Items listed in a dataset
##########

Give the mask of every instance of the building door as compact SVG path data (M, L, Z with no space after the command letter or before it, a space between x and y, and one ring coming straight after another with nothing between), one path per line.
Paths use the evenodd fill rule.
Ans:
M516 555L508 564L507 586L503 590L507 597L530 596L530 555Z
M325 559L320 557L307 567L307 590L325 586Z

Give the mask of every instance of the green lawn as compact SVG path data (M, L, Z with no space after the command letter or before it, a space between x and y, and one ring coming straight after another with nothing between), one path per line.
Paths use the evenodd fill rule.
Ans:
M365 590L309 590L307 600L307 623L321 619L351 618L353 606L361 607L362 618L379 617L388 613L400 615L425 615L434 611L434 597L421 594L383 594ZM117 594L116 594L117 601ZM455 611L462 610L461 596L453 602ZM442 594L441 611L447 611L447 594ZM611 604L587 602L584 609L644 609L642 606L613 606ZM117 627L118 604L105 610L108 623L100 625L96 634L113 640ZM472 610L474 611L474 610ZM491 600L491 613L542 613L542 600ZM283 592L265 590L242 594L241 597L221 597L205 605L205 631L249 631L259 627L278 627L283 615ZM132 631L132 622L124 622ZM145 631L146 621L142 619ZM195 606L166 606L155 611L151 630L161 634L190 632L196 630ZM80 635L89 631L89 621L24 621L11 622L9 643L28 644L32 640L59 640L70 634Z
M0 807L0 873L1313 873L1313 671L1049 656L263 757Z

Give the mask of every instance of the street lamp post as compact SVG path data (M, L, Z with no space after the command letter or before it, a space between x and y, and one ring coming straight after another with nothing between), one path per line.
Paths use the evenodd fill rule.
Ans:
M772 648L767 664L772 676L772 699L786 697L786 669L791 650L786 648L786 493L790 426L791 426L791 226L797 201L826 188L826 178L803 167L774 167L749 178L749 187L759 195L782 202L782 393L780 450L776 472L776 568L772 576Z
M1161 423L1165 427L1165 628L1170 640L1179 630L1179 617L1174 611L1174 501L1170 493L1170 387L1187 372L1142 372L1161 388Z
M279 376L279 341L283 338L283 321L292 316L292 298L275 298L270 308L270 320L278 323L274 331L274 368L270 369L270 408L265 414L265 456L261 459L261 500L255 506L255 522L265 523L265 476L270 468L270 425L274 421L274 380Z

##########

§ Objective:
Copy every row above line for line, without changing a single character.

§ Response to the exercise:
Give the mask of every instance of the building door as compact SVG path data (M, L, Z with no space after the command letter or before it, a space between x and y, and one ring coming straight after another with nothing between), one path per line.
Paths use the evenodd fill rule.
Ans:
M516 555L508 564L507 586L503 590L507 597L530 596L530 555Z
M325 559L320 557L307 567L307 590L325 586Z

Give the mask of every instance of the green lawn as compact SVG path data (M, L, Z with no space after the command letter or before it, a space between x and y, and one ring coming straight after another with nothing between), one path per line.
Paths use the evenodd fill rule.
Ans:
M365 590L309 590L307 600L307 623L321 619L351 618L353 606L361 607L362 618L379 617L388 613L400 615L425 615L434 611L434 597L421 594L383 594ZM117 594L116 594L117 601ZM455 611L462 610L461 596L453 602ZM442 594L441 611L447 611L447 594ZM611 604L587 602L584 609L644 609L642 606L613 606ZM117 627L118 604L105 610L108 623L100 625L96 634L113 640ZM472 610L474 611L474 610ZM491 600L491 613L542 613L542 600ZM283 592L265 590L242 594L241 597L221 597L205 605L205 631L249 631L259 627L278 627L283 615ZM132 631L132 622L124 622ZM145 631L146 621L142 619ZM195 606L166 606L155 611L151 630L161 634L190 632L196 630ZM80 635L89 631L89 621L24 621L11 622L9 643L28 644L32 640L59 640L70 634Z
M0 807L0 873L1313 873L1313 671L1049 656L263 757Z

Give the mask of every instance of the street lamp post as compact SVG path data (M, L, Z with no space after the command letter or before it, a space between x and y, and one ring coming straight after another with nothing between), one path per line.
Paths use the evenodd fill rule.
Ans:
M772 648L767 664L772 676L772 699L786 697L786 669L791 650L786 648L786 493L790 426L791 426L791 226L797 201L826 188L826 178L803 167L774 167L749 178L749 187L759 195L782 202L782 393L780 450L776 472L776 568L772 576Z
M1161 423L1165 427L1165 628L1170 640L1179 630L1179 617L1174 611L1174 501L1170 493L1170 387L1187 372L1142 372L1161 388Z
M279 376L279 341L283 338L283 321L292 316L292 298L275 298L270 308L270 320L278 323L274 331L274 368L270 369L270 408L265 414L265 456L261 459L261 500L255 506L255 522L265 523L265 476L270 468L270 425L274 421L274 380Z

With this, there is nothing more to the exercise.